• Given entries:
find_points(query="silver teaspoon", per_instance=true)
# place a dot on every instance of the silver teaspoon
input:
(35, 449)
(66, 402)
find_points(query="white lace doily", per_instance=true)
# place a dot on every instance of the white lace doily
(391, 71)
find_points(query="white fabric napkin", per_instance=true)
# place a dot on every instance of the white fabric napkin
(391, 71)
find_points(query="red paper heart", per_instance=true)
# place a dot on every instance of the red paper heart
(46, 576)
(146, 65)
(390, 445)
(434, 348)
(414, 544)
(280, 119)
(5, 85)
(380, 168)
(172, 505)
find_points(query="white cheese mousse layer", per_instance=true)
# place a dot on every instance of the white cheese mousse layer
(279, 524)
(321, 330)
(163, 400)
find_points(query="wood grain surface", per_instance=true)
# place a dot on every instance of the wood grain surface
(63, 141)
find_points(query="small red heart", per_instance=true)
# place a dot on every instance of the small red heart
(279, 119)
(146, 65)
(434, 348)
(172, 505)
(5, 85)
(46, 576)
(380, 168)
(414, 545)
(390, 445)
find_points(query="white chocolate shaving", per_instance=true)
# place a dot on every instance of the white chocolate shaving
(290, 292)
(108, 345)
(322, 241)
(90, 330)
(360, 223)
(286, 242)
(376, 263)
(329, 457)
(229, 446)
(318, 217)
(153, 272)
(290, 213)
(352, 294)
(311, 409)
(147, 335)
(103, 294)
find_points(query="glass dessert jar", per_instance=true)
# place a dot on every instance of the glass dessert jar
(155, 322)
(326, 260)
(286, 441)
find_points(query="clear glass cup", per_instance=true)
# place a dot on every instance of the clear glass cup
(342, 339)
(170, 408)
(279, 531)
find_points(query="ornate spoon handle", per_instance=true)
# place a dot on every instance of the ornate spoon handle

• Exercise prompt: Arrange every line of the records above as a numbered list, leaving out any blank lines.

• Answer to this task:
1. find_points(query="silver teaspoon", per_instance=true)
2. # place a dot on every instance of the silver teaspoon
3. input:
4. (35, 449)
5. (66, 402)
6. find_points(query="white lace doily", per_instance=true)
7. # place a dot on every instance of the white lace doily
8. (391, 71)
9. find_points(query="white fabric napkin", per_instance=true)
10. # place a dot on every instance of the white fabric napkin
11. (391, 71)
12. find_points(query="red paper heart", per_instance=true)
13. # place a dot on every instance of the red paper heart
14. (46, 576)
15. (146, 65)
16. (390, 445)
17. (434, 348)
18. (414, 544)
19. (280, 119)
20. (5, 85)
21. (380, 168)
22. (172, 505)
23. find_points(query="white cheese mousse layer", per_instance=true)
24. # place a dot on every instance of the white cheese mousse layer
25. (279, 524)
26. (321, 330)
27. (163, 400)
28. find_points(query="wood grain surface", per_instance=true)
29. # place a dot on every instance of the wood grain surface
30. (63, 141)
31. find_points(query="small red heart", per_instance=true)
32. # place a dot on every instance of the small red heart
33. (279, 119)
34. (146, 65)
35. (434, 348)
36. (172, 505)
37. (5, 85)
38. (46, 576)
39. (380, 168)
40. (414, 545)
41. (390, 445)
42. find_points(query="white chocolate shaving", per_instance=true)
43. # place a dot on every instance of the white chocolate shaving
44. (290, 292)
45. (108, 345)
46. (322, 241)
47. (90, 330)
48. (360, 223)
49. (286, 242)
50. (376, 263)
51. (329, 457)
52. (229, 446)
53. (318, 217)
54. (153, 272)
55. (290, 213)
56. (352, 294)
57. (311, 409)
58. (147, 335)
59. (103, 294)
60. find_points(query="glass dessert jar", per_instance=true)
61. # place a dot on every instance of the glass dessert jar
62. (155, 322)
63. (326, 260)
64. (286, 441)
65. find_points(query="clear glass cup", per_instance=true)
66. # place a dot on every instance of the clear glass cup
67. (342, 339)
68. (170, 408)
69. (279, 531)
70. find_points(query="ornate spoon handle", per_instance=true)
71. # place a dot on every instance of the ornate spoon handle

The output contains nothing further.